# EXCERPT PROVIDED:
Standard Treatment Suboptimal for Elderly with Hodgkin’s Lymphoma

The standard chemotherapy regimen used to treat patients with Hodgkin’s lymphoma (HL) may prove to be too toxic and less effective for elderly patients compared to their younger counterparts. These results were recently published in the Journal of Clinical Oncology.

Hodgkin’s lymphoma, also referred to as Hodgkin’s disease, is a cancer that involves cells of the immune system. The National Cancer Institute estimates approximately 9,300 new cases of HL in 2013 in the United States. Approximately 20% of these cases occur in the elderly, or those who are 65 years of age and older.

Standard chemotherapy for HL consists of ABVD (doxorubicin, bleomycin, vinblastine, and dacarbazine). Although cure rates overall are high for HL, this particular regimen can be difficult to tolerate due to side effects. As elderly patients experience greater side effects from specific therapies, researchers continue to evaluate different therapeutic approaches for this group of patients.

Severe side effects may necessitate delays of administration of therapy or reduction of doses which can ultimately reduce the effectiveness of therapy. Furthermore, severe side effects can place the patient in jeopardy of experiencing serious medical issues or even death. Therefore, individualizing therapeutic approaches for each patient group provides optimal outcomes and is an area of active research.

# DATA FOR REVIEW:
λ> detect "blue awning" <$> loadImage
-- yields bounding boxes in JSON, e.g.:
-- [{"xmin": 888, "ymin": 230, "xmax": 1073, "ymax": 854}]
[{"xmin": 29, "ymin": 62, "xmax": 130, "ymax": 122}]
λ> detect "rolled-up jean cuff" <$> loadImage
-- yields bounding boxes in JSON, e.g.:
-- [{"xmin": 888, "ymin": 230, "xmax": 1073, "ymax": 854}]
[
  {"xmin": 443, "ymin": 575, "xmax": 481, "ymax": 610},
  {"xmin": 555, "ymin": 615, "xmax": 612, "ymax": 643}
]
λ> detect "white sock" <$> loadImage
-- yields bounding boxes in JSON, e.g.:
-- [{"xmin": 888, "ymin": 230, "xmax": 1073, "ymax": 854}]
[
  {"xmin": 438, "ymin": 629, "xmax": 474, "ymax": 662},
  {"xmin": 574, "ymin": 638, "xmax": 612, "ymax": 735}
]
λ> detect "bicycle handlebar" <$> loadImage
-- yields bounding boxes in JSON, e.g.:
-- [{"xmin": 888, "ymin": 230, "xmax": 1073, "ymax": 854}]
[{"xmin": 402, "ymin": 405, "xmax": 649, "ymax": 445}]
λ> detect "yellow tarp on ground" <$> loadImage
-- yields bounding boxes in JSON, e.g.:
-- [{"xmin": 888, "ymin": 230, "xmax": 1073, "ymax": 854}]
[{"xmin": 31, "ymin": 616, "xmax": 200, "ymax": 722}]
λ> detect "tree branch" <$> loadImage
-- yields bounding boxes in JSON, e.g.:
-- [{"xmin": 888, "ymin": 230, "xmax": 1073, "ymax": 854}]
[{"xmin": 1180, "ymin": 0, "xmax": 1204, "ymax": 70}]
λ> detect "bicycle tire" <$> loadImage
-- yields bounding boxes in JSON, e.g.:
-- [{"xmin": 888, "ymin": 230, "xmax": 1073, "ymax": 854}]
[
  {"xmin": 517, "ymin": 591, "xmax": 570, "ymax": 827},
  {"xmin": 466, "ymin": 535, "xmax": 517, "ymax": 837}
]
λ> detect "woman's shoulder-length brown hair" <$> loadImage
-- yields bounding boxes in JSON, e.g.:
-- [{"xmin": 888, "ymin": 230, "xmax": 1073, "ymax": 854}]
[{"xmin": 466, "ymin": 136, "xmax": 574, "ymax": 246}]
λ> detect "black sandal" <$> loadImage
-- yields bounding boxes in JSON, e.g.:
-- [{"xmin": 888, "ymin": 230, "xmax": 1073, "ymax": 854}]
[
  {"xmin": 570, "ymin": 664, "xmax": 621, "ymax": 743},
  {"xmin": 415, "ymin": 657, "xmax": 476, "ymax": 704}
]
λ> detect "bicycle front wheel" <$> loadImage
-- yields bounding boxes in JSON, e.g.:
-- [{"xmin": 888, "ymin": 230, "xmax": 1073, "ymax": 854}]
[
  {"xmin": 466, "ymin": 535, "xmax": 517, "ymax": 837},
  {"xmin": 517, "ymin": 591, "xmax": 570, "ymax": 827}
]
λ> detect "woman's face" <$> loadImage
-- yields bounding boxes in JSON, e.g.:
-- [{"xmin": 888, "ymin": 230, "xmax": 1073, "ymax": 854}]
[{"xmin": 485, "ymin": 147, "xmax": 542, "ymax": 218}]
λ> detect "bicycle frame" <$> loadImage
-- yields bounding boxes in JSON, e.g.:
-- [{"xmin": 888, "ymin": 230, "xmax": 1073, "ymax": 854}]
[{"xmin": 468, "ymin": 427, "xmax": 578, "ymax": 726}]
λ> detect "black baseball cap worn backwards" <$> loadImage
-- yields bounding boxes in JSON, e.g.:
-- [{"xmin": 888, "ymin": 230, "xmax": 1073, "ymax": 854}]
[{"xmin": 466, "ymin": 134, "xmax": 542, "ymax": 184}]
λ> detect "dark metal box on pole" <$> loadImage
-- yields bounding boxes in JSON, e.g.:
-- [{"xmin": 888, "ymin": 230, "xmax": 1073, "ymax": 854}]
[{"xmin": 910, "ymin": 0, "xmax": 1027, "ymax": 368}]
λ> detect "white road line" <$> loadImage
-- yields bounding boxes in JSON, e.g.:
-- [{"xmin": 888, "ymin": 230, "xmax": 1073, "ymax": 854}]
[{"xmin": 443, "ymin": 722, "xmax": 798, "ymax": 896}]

# TASKS TO PERFORM:
(1) According to the Hodgkin’s lymphoma article, which four drugs make up the ABVD regimen?
(2) State whether each statement agrees with the Hodgkin’s lymphoma article, answering yes or no and quoting the words of the article that decide it.
(a) The National Cancer Institute estimated about 9,300 new cases of Hodgkin’s lymphoma in the United States in 2013.
(b) Roughly half of Hodgkin’s lymphoma cases occur in people 65 and older.
(c) The findings appeared in the Journal of Clinical Oncology.

# SOLUTIONS PER TASK:
(1) Doxorubicin, bleomycin, vinblastine, and dacarbazine.

(2)
(a) Yes: "The National Cancer Institute estimates approximately 9,300 new cases of HL in 2013 in the United States."
(b) No: "Approximately 20% of these cases occur in the elderly, or those who are 65 years of age and older."
(c) Yes: "These results were recently published in the Journal of Clinical Oncology."